» **Listed entries**:
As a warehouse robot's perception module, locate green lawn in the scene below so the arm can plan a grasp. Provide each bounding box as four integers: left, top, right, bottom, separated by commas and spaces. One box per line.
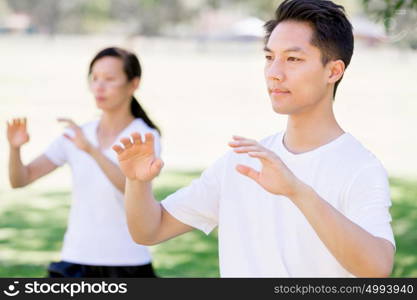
0, 172, 415, 277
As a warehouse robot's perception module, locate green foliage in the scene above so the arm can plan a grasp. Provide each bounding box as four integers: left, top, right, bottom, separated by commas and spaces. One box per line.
362, 0, 417, 29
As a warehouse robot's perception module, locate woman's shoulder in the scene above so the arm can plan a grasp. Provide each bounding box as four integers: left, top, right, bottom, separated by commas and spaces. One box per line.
130, 118, 159, 135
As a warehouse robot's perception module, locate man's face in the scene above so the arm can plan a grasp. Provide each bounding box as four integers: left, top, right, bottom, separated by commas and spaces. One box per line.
264, 20, 334, 115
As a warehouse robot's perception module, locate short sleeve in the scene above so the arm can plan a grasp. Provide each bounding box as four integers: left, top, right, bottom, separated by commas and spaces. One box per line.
161, 153, 228, 235
43, 135, 68, 166
344, 163, 395, 248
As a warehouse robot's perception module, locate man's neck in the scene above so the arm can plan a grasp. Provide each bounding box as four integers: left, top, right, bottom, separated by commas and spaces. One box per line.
283, 99, 344, 154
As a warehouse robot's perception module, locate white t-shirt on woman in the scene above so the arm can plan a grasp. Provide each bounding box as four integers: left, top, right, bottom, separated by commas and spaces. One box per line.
44, 118, 161, 266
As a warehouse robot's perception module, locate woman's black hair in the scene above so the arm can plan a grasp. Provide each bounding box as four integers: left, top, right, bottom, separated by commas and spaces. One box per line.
89, 47, 161, 135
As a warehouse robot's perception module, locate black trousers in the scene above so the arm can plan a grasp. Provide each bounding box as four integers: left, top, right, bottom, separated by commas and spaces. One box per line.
47, 261, 157, 278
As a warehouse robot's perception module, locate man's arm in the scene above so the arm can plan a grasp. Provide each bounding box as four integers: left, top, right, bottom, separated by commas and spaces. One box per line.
229, 135, 394, 277
291, 184, 394, 277
114, 132, 193, 246
125, 179, 193, 245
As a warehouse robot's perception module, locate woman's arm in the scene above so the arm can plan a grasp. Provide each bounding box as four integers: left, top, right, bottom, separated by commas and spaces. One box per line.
7, 118, 59, 188
57, 118, 126, 193
87, 147, 126, 192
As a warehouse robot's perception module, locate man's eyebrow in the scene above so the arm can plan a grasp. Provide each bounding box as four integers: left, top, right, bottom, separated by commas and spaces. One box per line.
263, 46, 306, 54
284, 46, 306, 54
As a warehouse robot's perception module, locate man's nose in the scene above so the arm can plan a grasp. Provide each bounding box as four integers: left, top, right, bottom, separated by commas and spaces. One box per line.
266, 59, 285, 81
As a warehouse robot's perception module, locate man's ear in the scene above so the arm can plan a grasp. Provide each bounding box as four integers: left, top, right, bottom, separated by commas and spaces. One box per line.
327, 60, 345, 84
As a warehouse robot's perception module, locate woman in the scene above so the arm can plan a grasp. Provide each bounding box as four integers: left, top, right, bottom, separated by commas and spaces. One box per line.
7, 47, 160, 277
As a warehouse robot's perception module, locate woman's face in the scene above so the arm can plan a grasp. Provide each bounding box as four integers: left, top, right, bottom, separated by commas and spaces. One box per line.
89, 56, 138, 112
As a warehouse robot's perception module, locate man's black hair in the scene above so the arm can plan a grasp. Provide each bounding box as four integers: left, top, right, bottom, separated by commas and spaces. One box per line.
264, 0, 354, 98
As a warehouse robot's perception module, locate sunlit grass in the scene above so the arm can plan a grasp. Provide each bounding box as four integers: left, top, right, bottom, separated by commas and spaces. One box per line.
0, 172, 415, 277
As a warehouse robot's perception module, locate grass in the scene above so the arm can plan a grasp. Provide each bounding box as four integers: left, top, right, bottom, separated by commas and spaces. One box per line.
0, 171, 415, 277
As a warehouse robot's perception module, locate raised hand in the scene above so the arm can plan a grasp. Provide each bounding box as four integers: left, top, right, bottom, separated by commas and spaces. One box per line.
58, 118, 92, 153
228, 135, 302, 197
7, 118, 30, 148
112, 132, 163, 182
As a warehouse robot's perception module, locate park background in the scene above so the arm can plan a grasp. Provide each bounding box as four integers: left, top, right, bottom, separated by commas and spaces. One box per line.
0, 0, 416, 277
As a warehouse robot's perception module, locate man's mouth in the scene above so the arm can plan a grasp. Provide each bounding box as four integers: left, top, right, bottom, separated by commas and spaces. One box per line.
269, 88, 290, 95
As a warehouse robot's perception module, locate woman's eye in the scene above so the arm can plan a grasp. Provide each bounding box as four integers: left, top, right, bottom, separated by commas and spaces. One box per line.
265, 55, 273, 61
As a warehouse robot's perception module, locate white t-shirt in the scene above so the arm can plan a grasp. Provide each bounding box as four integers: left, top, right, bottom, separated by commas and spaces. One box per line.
44, 118, 161, 266
161, 132, 395, 277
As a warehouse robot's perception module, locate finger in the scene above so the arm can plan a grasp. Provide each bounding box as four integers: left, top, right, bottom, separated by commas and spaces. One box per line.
19, 118, 25, 128
57, 118, 78, 128
131, 132, 143, 144
232, 145, 262, 153
120, 137, 133, 149
7, 119, 16, 129
229, 140, 258, 147
112, 144, 124, 155
232, 135, 246, 140
231, 136, 258, 145
57, 118, 71, 123
232, 135, 257, 142
144, 132, 154, 144
248, 151, 271, 160
12, 119, 18, 126
235, 164, 260, 182
248, 151, 279, 165
63, 133, 74, 142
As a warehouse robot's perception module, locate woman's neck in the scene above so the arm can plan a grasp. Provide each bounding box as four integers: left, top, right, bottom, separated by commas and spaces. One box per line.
99, 107, 135, 136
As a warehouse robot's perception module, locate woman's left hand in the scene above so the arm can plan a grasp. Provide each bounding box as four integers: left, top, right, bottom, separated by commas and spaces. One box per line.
58, 118, 93, 153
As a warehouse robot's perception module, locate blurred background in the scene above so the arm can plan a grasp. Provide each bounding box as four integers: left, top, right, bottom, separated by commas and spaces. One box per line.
0, 0, 416, 277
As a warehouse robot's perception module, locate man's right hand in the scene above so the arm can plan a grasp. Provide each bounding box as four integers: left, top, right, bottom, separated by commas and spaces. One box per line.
112, 132, 163, 182
7, 118, 30, 149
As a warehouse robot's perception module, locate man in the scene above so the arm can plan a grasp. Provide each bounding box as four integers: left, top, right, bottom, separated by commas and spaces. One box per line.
113, 0, 395, 277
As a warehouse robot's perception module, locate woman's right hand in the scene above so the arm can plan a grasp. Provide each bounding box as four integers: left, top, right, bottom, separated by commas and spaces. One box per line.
112, 132, 164, 182
7, 118, 30, 149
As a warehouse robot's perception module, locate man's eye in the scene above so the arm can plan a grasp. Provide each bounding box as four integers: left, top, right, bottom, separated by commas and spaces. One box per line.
288, 57, 301, 62
265, 55, 273, 61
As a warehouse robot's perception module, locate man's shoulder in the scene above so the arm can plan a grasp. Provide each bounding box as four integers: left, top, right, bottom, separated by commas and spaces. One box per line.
327, 133, 387, 179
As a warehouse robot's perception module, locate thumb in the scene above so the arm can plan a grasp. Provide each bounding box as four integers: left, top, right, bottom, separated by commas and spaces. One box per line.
151, 158, 164, 175
236, 164, 260, 182
63, 133, 74, 142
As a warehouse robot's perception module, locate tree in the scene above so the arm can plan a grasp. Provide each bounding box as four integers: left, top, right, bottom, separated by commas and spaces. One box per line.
362, 0, 417, 29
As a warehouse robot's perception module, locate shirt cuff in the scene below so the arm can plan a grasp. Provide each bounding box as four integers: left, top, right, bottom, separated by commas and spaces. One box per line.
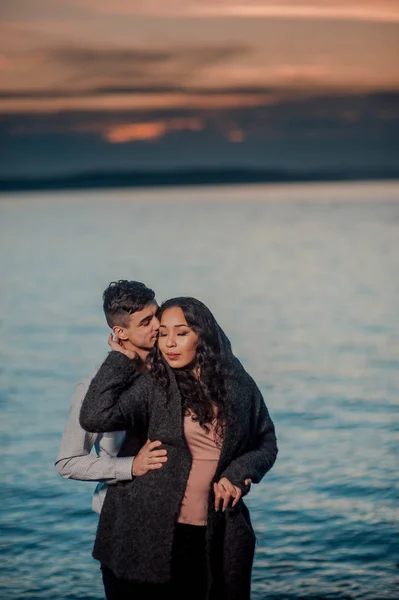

» **Exercise prompt**: Skipping any images, write out all the data exactly.

» **Exercise solution**:
As a warehouse robot's perception module, locate green lawn in the scene below so the arm can plan a grasp. Provide each bounding box as four integers: left, top, right, bottom, separated by commas and spaces. One box per line.
0, 172, 415, 277
As a warehouse robot's perception module, locate green foliage in the scene above so the arm can plan a grasp. Provide each bounding box as four integers: left, top, right, bottom, separated by commas and spaces. One box per line.
362, 0, 417, 29
As a warehouse robot's perception module, locate woman's shoulder in the scene above so the arm can plan a grasp. Provide each bounding box as four integers: left, top, right, bottom, separated by commas and spaces. One box per line.
130, 118, 159, 135
As a warehouse robot's perception module, locate man's face in the scene above so the arm can plan a grasp. Provide each bounding box as four integers: left, top, right, bottom, separated by commas and spaces. One box per line.
264, 20, 334, 115
As a warehouse robot's perception module, locate short sleeve in the scene above so the arm can plan a grasp. Provide each bounding box as four integers: left, top, right, bottom, separated by commas and spaces. One box per line.
161, 153, 228, 235
43, 135, 68, 166
344, 163, 395, 248
As a warehouse robot's perception module, locate man's neck in the scene above so the arm can plan a grasp. Provide each bounding box as four integers: left, top, right, bottom, separated by commas and spaces. One box per line.
283, 99, 344, 154
As a warehouse robot's perception module, locate white t-shirt on woman in the scene above so the arm can plan a grasp. Provide each bounding box as four integers: left, top, right, bottom, separated by commas and spaces. One box per line.
44, 118, 161, 266
As a warehouse robot's perception module, locate woman's black hair in the scene above so the arm can plan a grasp. Provide each bounding box as four integers: left, top, right, bottom, separated by commas and spaces. One box per line.
89, 47, 161, 135
As a warehouse robot's perception module, locate black trousers in the scene above so the arm can plan a grasp. Provide each bounding box as four integers: left, top, right, bottom, separated by commas and spaces. One box per line.
47, 261, 157, 278
As a warehouse robot's perception module, locate man's arm in the scene above so the arm can plan a grasp. Provide each bounding box as four integers: left, top, right, bottom, separated by commas and spaces. One box per line.
229, 135, 394, 277
291, 184, 394, 277
114, 132, 193, 246
125, 179, 193, 245
As a warehouse robot's perception module, locate woman's arm in the scene above so the arm can plan a grasp. Provide each bounding box as four integers: left, top, right, bottom, separated by commas and spaces. One box per line.
7, 118, 59, 188
57, 118, 126, 193
87, 147, 126, 192
As a warehouse robot's perception module, locate man's eyebrow in the scene above so the arm can plan a grasp. Provide each bounding box as four integers: left, top, right, bottom, separated by commas and spaces. One box per line.
263, 46, 306, 54
284, 46, 306, 54
As a warehouse robot's perception module, locate man's nose in the scene above so the arm can plan a grasp. Provide each bounding box as four integers: left, top, right, bottom, separated by commas and spaces. One box per line.
266, 59, 285, 81
As a warehouse robot's perception module, locate man's ear in the scene above so the arm can plan a grasp. Provide each bounding box as four integers: left, top, right, bottom, separated by commas and spaces. One box per line.
327, 60, 345, 84
As a warehouse robot's perception module, locate woman in the scene above so the arm can plan a grasp. Provide each bounding box as four integers: left, top, right, bottom, separated by commas and spaces. One box per line.
7, 47, 160, 277
As a warehouse robot's perception module, locate woman's face in the scene above so the arm can plan a grasp. Provide each bounding box as four integers: left, top, right, bottom, separated by commas and spaces. One box per line.
89, 56, 138, 112
As a warehouse robot's perception module, locate man's black hair in the scene above so the arm can plan a grasp. Provide each bounding box as four integers: left, top, right, bottom, separated by commas and spaces. One box per line.
264, 0, 354, 98
As a warehouse robot's perception module, locate sunlit grass in the scene above so the arm can plan a grasp. Provide each bounding box as four integers: left, top, right, bottom, separated by commas and spaces. One box per line.
0, 172, 415, 277
As a warehouse robot's perception module, locate grass in the scene above so the arm can plan a grasp. Provide each bounding box as four integers: left, top, right, bottom, separated by commas and spaces. One box per line.
0, 171, 415, 277
As a warehouse robot's perception module, locate raised hand in the scene above so the arm can plan a grasp. Provide each bounding box as four integers: left, top, right, bottom, separated by commas and spaces. One box per line.
58, 118, 92, 153
228, 135, 302, 197
7, 118, 30, 148
112, 132, 163, 182
As a warehouse robot's perception module, locate park background in the scene above so the arm can plan a grasp. Provide each bounding box as four integers: left, top, right, bottom, separated by commas and spaces. One box per line.
0, 0, 416, 277
As a warehouse robot's perception module, locate man's mouth in the scene above so the arm can plan a grasp. Provide each bounding box as four integers: left, top, right, bottom, separated by commas and spaces. One box per line.
269, 88, 290, 95
As a warehouse robot's perception module, locate woman's eye in the scene above so the arm can plan a grasp. Provide each bounding box as four integers: left, top, right, bottom, separated by commas and spaces. One box per line.
265, 55, 273, 61
As a warehouse robot's perception module, locate white t-shirt in the scene above so the arm can plan a grasp. Provide each bounding box as four integers: left, top, right, bottom, separated by commas and spaces. One box per line.
44, 118, 161, 266
161, 132, 395, 277
As a warehouse robot's perception module, locate finger in the scene above so the arm can plan a grasp. Provide each bounding box as four integers: left, top, right, bottom, separated by commas and spaces. One box per line.
19, 118, 25, 128
57, 118, 78, 128
131, 132, 143, 144
232, 145, 262, 153
120, 137, 133, 149
7, 119, 16, 129
229, 140, 258, 147
112, 144, 124, 155
232, 135, 246, 140
231, 136, 258, 145
57, 118, 71, 123
232, 135, 257, 142
144, 132, 154, 144
248, 151, 271, 160
12, 119, 18, 126
235, 164, 260, 182
248, 151, 279, 165
63, 133, 74, 142
As a warehouse robot's perception module, locate woman's neck in the scene above so the arm can plan a grasp. Provide each bounding box as four integers: left, top, right, bottom, separated by commas and spaces. One box per line.
99, 107, 135, 136
As a warehouse robot's perception module, locate woman's left hand in the scene above so the arm can plan a grasp. Provide each bounding box as four integers: left, top, right, bottom, separated by commas and spaces. One box per line.
58, 118, 93, 153
As a warehouse robot's perception module, locate blurred background in the scene above so the arm can plan a grasp. Provide each bounding box as four integers: left, top, right, bottom, separated by commas and spaces. One box per line.
0, 0, 416, 277
As a warehouse robot's perception module, locate man's right hand in the scene above so the arm can plan a grasp. Provide each bounding box as four integers: left, top, right, bottom, separated by commas and spaces. One box per line.
112, 132, 163, 182
7, 118, 30, 149
As a warehouse robot's perception module, locate man in the scene above so the arm can plan a grasp. Provide each bounding box as four integers: left, top, right, bottom, separated by commas and spaces. One box per line.
113, 0, 395, 277
As a warehouse robot's perception module, locate woman's right hand in the scene above so the arm can plan a grasp. Provide each bounding box as four integers: left, top, right, bottom, separated by commas and spaces. One box per line.
112, 132, 164, 182
7, 118, 30, 149
As a warehouse robot's perception module, locate man's eye in the scene above so the arm can plan a grasp. Provide each bounding box as four integers: left, top, right, bottom, separated by commas and spaces. One box per line.
288, 57, 301, 62
265, 55, 273, 61
As a warehouse robot's perception module, locate man's shoulder in the scene above so the arm can plan a grasp. Provide each bounding box as four integers: left, top, right, bottom, separated by commas and spaces. One box per line.
327, 133, 387, 179
As a warehouse robot's perception module, locate thumb in the scene above so the arm can plan a grasp. Provide each bounding box as four integers: left, top, right, bottom, separated by commas and spaces. One box per line.
151, 158, 164, 175
236, 164, 260, 182
63, 133, 74, 142
As a warehouse robot's perception module, locate tree in the scene above so the arm can plan a grasp. Provide each bounding box as four integers: left, top, right, bottom, separated by commas and spaces. One box per line.
362, 0, 417, 29
As a warehouse robot's perception module, locate shirt cuff in the scene below so the arm can plan a grasp. Provide each bounding box as four integers: left, top, right, bottom, separated by commas and spaces. One box per line.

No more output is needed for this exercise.